#### [TEXT SECTION]

(begin)

Evidence of meeting #15 for Environment and Sustainable Development in the 41st Parliament, 2nd Session. (The original version is on Parliament’s site, as are the minutes.) The winning word was ontario.

A recording is available from Parliament.

On the agenda

MPs speaking

Also speaking

Maurice Bitran  Assistant Deputy Minister, Ministry of the Environment, Integrated Environmental Policy Division, Government of Ontario
Jim Richardson  Director, Ministry of Agriculture & Food, Environmental Management Branch, Government of Ontario
Ian Wilcox  General Manager and Secretary-Treasurer, Upper Thames River Conservation Authority
Brian Nixon  Director, Ministry of the Environment, Integrated Environmental Policy Division, Government of Ontario

4:45 p.m.

Assistant Deputy Minister, Ministry of the Environment, Integrated Environmental Policy Division, Government of Ontario

Dr. Maurice Bitran

I'm not really aware of the details of the research, but I suppose that a few aspects might be related to the water quality in the Great Lakes.

4:45 p.m.

(end)

#### [RECORD SET]
(begin)

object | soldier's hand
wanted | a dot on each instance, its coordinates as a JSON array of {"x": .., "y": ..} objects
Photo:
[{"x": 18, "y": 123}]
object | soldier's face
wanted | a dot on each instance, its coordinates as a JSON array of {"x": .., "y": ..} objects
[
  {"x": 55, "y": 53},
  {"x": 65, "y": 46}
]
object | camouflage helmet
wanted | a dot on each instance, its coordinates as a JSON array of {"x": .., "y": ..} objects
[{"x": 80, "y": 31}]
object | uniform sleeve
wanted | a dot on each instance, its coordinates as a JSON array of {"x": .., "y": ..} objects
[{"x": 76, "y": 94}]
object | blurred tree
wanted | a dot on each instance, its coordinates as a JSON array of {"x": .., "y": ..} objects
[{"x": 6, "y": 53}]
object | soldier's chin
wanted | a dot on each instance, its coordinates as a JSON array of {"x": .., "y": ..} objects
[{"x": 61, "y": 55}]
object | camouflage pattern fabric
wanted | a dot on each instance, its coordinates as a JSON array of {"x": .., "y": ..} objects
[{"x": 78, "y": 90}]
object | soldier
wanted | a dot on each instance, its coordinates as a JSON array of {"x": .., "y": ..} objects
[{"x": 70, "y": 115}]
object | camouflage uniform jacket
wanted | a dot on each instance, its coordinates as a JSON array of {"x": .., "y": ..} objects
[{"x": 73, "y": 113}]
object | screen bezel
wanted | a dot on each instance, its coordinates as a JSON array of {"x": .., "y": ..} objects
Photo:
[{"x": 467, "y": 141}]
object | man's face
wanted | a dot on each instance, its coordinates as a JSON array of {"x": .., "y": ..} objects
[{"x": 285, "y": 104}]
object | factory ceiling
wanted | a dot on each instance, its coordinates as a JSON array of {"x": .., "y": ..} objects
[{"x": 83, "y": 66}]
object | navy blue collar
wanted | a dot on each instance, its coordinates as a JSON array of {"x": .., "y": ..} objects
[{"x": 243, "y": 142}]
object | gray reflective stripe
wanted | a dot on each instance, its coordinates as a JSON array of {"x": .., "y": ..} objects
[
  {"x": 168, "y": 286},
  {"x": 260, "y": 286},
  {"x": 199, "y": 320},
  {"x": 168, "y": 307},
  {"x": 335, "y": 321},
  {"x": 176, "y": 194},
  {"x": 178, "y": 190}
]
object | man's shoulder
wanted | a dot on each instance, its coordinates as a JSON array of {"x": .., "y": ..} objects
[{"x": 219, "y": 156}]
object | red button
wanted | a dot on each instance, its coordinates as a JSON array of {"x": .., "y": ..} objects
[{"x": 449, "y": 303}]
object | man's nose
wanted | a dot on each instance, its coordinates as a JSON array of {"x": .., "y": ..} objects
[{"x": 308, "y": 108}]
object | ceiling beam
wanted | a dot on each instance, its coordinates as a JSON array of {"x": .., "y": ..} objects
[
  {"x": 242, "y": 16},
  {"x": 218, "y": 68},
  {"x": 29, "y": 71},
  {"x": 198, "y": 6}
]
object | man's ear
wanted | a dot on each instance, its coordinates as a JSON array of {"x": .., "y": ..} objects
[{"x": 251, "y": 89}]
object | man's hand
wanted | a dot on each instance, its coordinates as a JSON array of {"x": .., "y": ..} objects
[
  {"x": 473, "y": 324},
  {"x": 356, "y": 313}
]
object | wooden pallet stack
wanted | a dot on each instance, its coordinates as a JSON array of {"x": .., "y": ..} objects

(end)

Write out the committee meeting transcript word for word from "Evidence of meeting" to "available from Parliament.".

#### [CORRECT OUTPUT]
Evidence of meeting #15 for Environment and Sustainable Development in the 41st Parliament, 2nd Session. (The original version is on Parliament’s site, as are the minutes.) The winning word was ontario.

A recording is available from Parliament.